• _TRECHO DO TEXTO_

————

Nastya, de 24 anos, conhece os horrores da ocupação em primeira pessoa. Sua família enterrou os documentos militares de seu pai perto do lago da cidade, temendo que as tropas russas pudessem encontrá-los e retaliar. A casa de seu vizinho foi saqueada. Ela fugiu em julho de 2022, com medo de que os soldados russos pudessem estuprá-la. Ela só voltou uma semana após a libertação, quando um ataque russo vindo do outro lado do rio matou sua avó materna.
Foi durante a viagem de volta para casa para enterrar sua avó que ela conheceu o charmoso instrutor de dança ruivo, que virou soldado, chamado Roman, que ajudou a liberar Hrushivka do controle russo. Eles se casaram em março e ele agora está servindo na região de Donetsk, na mesma brigada que o pai dela, enquanto ela permanece em casa com seus avós paternos.
Nastya disse que ela dúvida que as forças ucranianas iriam ceder Kupyansk. Ter parentes no exército também reforçou a convicção de sua família de que eles não precisam deixar a região. “Se algo acontecer, eles dirão a nós ‘saiam’”, disse sua avó, Nadiia Svichkar, de 63 anos.
O bebê nasce em julho. “Nós esperamos que até lá, tudo isso acabe”, disse a jovem. “Eu não quero que meu bebê conheça a guerra.”
Mais adiante na estrada, outros estão céticos. “Eu estou mais assustada com a segunda ocupação do que qualquer ataque direto”, disse Claudia, de 75 anos, que falou na condição de não usar seu sobrenome, no caso de os russos voltarem. “Não acreditávamos que chegaria a esse ponto. Temos medo pelas outras pessoas e temos medo por nós mesmos.”
Claudia vive em Starovirivka, que é vizinha de Hrushivka mas em um diferente distrito que ainda não está sendo esvaziado. Mesmo assim, o som distante de artilharias sendo disparadas ainda soa no fundo, e ela está se preparando par ao pior. Na manhã de domingo, depois de uma noite de fortes bombardeios no rio, Svitlana, a diretora do hospital, pegou seu celular e leu em voz alta que a Rússia havia tomado Krokhmalne.
“Nós precisamos de mais armamentos”, disse Claudia, segurando as lágrimas. “Nós precisamos imediatamente.”
Mais perto de Kupyansk, na vila de Nechvolodivka, onde um homem foi morto no ataque do dia 7 de janeiro, Ivan Baydak, de 74 anos, disse que ele presumia que a ordem foi dada porque a “linha poderia se mover”. Baydak confia nos militares ucranianos, mas se as forças podem segurar o front é uma “questão mais difícil”. “Nós não temos equipamentos”, ele disse. “Nos falta mão de obra.”

————

• _TAREFA A_
Segundo o trecho, em que mês de 2022 Nastya fugiu?
• _TAREFA B_
Copie a parte do trecho que vai de "Mais adiante na" até "havia tomado Krokhmalne.", substituindo "diretora do hospital" por "diretora da escola".

(Registros do conjunto de dados)
————

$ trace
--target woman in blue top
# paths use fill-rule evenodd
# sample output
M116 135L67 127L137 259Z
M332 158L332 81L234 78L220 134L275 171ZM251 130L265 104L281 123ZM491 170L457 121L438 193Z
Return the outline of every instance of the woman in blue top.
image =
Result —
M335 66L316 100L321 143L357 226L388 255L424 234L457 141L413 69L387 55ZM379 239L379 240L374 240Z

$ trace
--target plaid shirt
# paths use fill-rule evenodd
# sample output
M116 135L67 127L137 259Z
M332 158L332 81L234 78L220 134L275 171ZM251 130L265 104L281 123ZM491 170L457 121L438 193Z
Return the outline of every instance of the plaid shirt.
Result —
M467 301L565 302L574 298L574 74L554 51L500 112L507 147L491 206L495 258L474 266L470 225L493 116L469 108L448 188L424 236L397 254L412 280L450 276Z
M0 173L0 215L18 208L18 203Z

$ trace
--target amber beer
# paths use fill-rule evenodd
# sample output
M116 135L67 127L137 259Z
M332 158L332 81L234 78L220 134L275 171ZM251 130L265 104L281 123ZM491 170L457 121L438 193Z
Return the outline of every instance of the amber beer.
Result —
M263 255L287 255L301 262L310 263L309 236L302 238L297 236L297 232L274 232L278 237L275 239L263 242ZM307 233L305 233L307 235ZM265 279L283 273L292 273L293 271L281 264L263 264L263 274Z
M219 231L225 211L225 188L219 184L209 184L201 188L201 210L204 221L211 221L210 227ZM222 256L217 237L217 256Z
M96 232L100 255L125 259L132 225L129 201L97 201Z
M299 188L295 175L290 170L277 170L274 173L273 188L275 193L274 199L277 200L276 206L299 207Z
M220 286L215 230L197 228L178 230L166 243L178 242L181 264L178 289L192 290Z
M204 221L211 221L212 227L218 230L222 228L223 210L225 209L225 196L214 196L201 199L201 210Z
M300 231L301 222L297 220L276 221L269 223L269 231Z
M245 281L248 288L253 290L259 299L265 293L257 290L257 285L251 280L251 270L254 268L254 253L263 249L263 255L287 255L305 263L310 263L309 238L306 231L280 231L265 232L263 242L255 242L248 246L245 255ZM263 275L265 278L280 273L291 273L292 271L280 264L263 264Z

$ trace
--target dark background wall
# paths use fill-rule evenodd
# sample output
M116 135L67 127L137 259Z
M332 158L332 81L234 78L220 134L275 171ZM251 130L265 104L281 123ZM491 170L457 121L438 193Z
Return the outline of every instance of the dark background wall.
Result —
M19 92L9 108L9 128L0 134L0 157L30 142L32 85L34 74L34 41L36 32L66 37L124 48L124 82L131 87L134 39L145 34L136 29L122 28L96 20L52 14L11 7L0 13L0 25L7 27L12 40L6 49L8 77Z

————

• _RESPOSTA A_
Em julho.

• _RESPOSTA B_
Mais adiante na estrada, outros estão céticos. “Eu estou mais assustada com a segunda ocupação do que qualquer ataque direto”, disse Claudia, de 75 anos, que falou na condição de não usar seu sobrenome, no caso de os russos voltarem. “Não acreditávamos que chegaria a esse ponto. Temos medo pelas outras pessoas e temos medo por nós mesmos.”
Claudia vive em Starovirivka, que é vizinha de Hrushivka mas em um diferente distrito que ainda não está sendo esvaziado. Mesmo assim, o som distante de artilharias sendo disparadas ainda soa no fundo, e ela está se preparando par ao pior. Na manhã de domingo, depois de uma noite de fortes bombardeios no rio, Svitlana, a diretora da escola, pegou seu celular e leu em voz alta que a Rússia havia tomado Krokhmalne.